Scale the part of the records that opens with the line containing "Every instance of the green bud" and closes with the line containing "Every instance of the white". Rewrite every line in that span, requests included, multiplying each coordinate in the answers by 2.15 and rounding to whole numbers, with halves rounded up.

Provided material ->
= = = = = = =

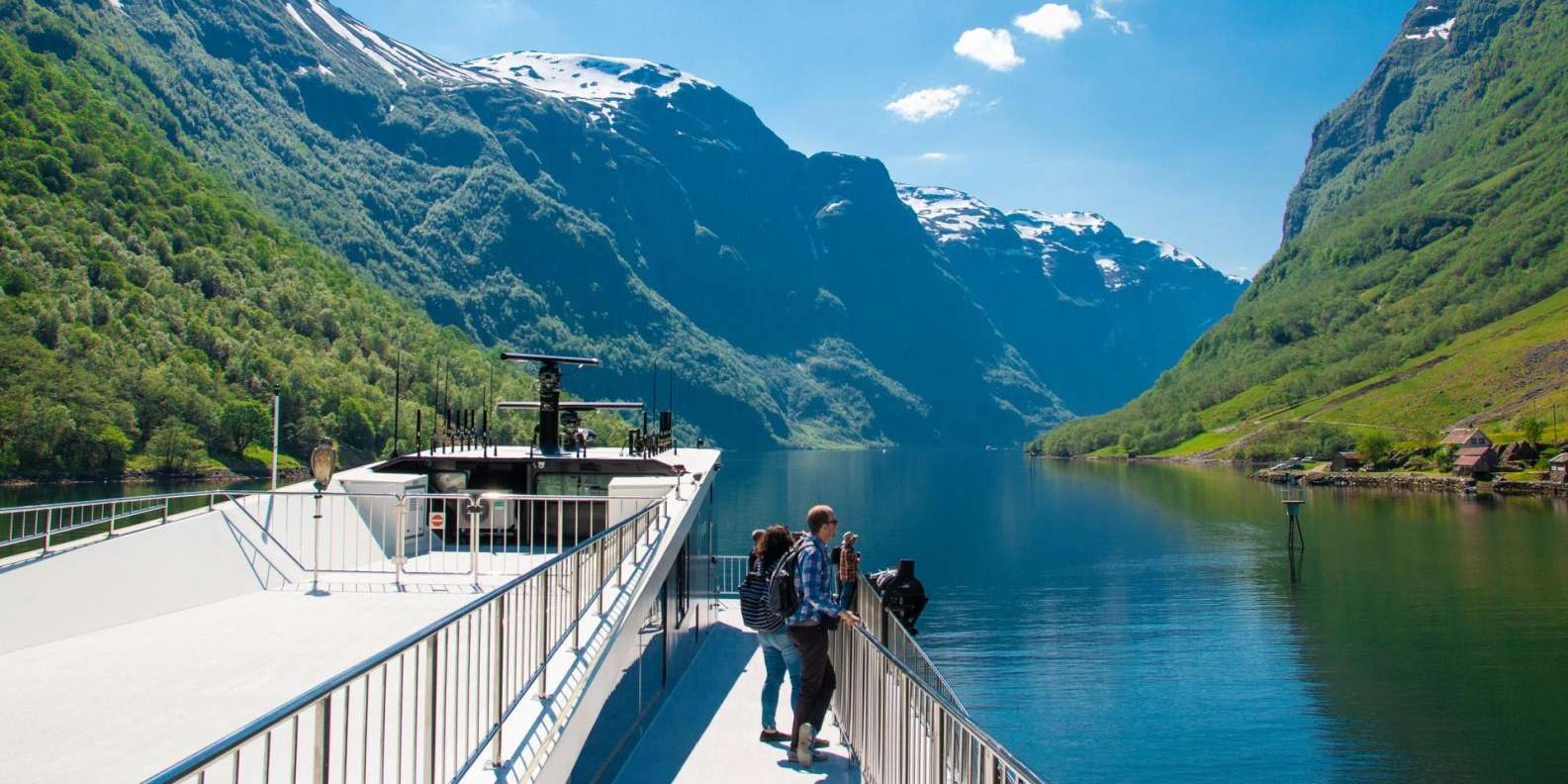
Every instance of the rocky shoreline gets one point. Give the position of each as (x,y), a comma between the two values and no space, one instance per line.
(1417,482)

= = = = = = =

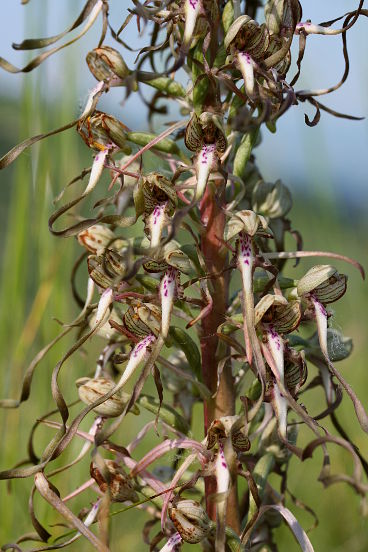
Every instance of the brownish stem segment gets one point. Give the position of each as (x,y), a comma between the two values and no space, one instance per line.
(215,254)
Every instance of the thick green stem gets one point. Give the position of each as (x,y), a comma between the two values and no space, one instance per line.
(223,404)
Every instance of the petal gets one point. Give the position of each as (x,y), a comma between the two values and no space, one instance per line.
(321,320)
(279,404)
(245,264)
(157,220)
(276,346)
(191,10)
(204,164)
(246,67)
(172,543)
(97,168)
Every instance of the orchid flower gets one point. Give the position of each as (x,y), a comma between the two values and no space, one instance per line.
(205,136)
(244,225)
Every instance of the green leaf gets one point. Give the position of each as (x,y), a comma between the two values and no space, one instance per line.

= = = = = = =

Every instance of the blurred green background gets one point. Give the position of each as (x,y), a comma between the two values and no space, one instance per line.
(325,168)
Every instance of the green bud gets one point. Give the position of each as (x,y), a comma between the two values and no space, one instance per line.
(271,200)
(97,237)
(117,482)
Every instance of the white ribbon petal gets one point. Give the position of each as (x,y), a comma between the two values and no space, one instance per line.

= = = = = = =

Final result ->
Every instance of the green bud gets one point. Give the position of each as (x,y), a comma between the two values and no space, one instance per line.
(583,430)
(209,510)
(252,1036)
Every instance of the white ribbon petal gets one point. Give the position of each as (x,y), a comma between the two values and no space, one instance per line.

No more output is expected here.